Apesar da suposta falta de EPI, o número de profissionais da saúde contaminados é extremamente baixo na Venezuela, quando comparado a outros contextos. No dia 20 de maio, havia aproximadamente 35 profissionais contaminados pelo coronavírus em todo o país. Até o momento, apenas um médico veio a óbito na Venezuela, no Estado de Zulia. Nos boletins diários apresentados pelo governo, raramente há um profissional da saúde contaminado. Neste contexto, é importante frisar novamente que mais de 70% dos casos positivos de Covid-19 na Venezuela são importados. Dentre os casos de transmissão comunitária, a maior parte está relacionada ao mercado das pulgas de Maracaibo, no Estado de Zulia. Outra fonte importante de contaminação comunitária foi a equipe de beisebol do Estado de Nova Esparta. Os mesmos profissionais do Hospital Universitário de San Cristóbal que reivindicaram EPIs em março, provavelmente denunciariam casos de contaminação ou morte no Hospital de San Cristóbal. O mesmo pode ser feito pelo portal Frontera Viva durante os seus "recorridos" e pela governadora do Estado que é opositora ao Regime Maduro. Não há nenhum indício robusto, até o momento, de que o governo da Venezuela esteja ocultando mortos.

→ **INSTRUÇÕES A SEGUIR**
Segundo o trecho sobre a Covid-19 na Venezuela, quantos profissionais da saúde estavam contaminados pelo coronavírus no país em 20 de maio? Responda, por favor, em uma frase.

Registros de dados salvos

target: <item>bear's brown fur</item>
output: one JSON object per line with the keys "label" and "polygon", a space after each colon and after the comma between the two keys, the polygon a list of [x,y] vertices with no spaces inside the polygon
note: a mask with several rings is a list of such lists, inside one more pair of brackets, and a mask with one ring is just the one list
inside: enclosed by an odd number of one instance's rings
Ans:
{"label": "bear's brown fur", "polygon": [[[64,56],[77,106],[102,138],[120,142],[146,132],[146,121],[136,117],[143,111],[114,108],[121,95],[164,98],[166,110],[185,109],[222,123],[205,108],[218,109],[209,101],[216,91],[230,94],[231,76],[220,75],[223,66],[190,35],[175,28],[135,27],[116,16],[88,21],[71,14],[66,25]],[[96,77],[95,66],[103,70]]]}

→ **EXERCÍCIO RESOLVIDO**
Havia aproximadamente 35 profissionais da saúde contaminados em todo o país.